* _Passage provided_
%%

Airlie Rose: Writing Associate and Interdisciplinary Researcher
Though most students know Airlie Rose as a Writing Associate for the Writing Center, she spent much of her academic career investigating biology. Today, she combines her expertise in both writing and biology not only to help students with science writing but also in her interdisciplinary research.
After majoring in Biology at Oberlin College, Rose worked at Indiana University and Tulane University as a Lab Assistant, researching resistance genes in Arabidopsis in one lab and phylogenetic relationships in Synurophyceae in another. She also taught in an after school support program in science for at risk youth, specifically women. Later, she became a graduate student at Duke University, investigating evolutionary developmental biology (EvoDevo). During her time as a graduate student, she served as a teaching assistant for an Introductory Biology course that focused on science writing.
Today, in addition to being a Writing Associate, Rose is an active researcher. Her interdisciplinary approach draws on the fields of psycholinguistics and cognitive writing studies to describe the inner experience of language during reading and writing. To catch a glimpse into the inner experience of a person writing, Rose asks students to free write. As they type their freewrite, she interrupts students and asks what’s happening in their mind. Rose explains that this interviewing portion requires a lot of clarifying questions: “If someone says I’m experiencing movement, that can mean I’m watching a movie or my body is moving.” In addition to this self-reported data, Rose uses keyboard logging, which records the time between each click of the keyboard. By integrating the text generated from the freewrite, keyboard logging, and interview results, Rose can get insight into cognitive processes that take place when a person writes.

%%

* _Data for analysis_
%%

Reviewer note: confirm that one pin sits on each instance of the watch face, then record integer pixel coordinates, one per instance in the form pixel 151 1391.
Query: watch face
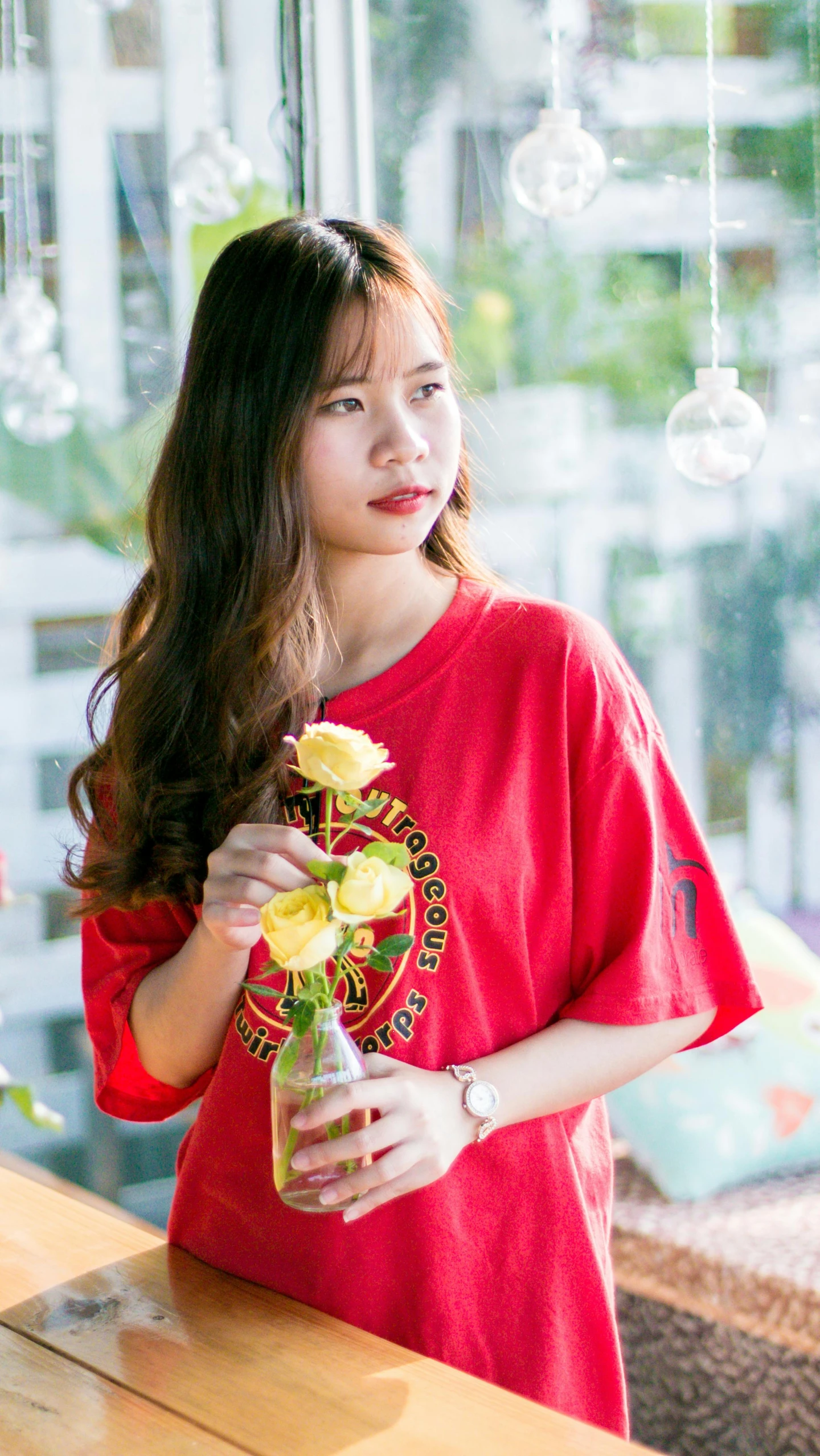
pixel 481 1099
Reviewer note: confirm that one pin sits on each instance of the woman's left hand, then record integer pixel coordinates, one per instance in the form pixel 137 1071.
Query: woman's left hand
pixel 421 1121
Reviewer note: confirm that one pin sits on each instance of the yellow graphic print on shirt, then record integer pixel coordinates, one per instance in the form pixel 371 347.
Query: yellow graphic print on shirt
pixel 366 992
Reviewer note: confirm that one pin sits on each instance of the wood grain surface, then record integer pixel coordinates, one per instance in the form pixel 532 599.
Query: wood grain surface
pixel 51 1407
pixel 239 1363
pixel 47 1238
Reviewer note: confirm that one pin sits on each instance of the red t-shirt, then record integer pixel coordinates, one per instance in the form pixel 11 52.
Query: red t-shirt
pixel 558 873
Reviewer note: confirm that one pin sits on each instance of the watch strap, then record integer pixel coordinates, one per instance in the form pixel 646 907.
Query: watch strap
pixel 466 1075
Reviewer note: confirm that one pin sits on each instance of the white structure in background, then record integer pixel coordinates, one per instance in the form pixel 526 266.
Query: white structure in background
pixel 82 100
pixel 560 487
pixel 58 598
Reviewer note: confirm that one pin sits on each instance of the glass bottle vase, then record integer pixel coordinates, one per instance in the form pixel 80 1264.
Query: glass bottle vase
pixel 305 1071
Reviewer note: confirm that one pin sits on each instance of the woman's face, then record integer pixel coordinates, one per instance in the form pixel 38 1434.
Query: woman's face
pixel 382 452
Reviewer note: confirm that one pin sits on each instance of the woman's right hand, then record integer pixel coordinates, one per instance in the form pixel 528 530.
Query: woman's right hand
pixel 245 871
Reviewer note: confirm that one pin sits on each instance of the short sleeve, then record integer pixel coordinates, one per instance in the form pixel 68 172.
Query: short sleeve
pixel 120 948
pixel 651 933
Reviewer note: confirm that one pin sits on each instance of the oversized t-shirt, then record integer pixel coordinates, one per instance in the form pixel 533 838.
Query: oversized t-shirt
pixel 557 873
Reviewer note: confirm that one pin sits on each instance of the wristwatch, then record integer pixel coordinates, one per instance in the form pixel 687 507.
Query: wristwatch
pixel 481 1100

%%

* _Actions to take_
a) According to the profile of Airlie Rose, which two fields does her interdisciplinary research draw on?
b) Carry on the profile of Airlie Rose from the point where it stops.
The entries have nothing to do with what comes next and can be left aside.

* _Answers to the exercise_
a) Psycholinguistics and cognitive writing studies.

b)
Reflecting on her research, Airlie says she “had this sort of wandering academic career, which makes me perfect for working in a writing center. This is sort of my happy place.”
With her breadth of experience in STEM, Airlie is able to assist students with writing in a variety of fields. As the STEM-Writing Associate, she specializes in science writing. Her assistance is open to all undergraduates on campus, but she most often meets with thesis students.
Speaking about this trend, Rose noted that “The way students can choose their courses at Amherst, it’s...possible for a writing-phobic student to...avoid doing writing…. So, where I often meet them is when they are doing their honors thesis. It's so hard for students if the first time they’ve tried to write in the sciences is for their thesis because then they have six months or less to learn science writing and do it. But I’ve worked with several students where this happened, trying to cram this into their last few weeks.”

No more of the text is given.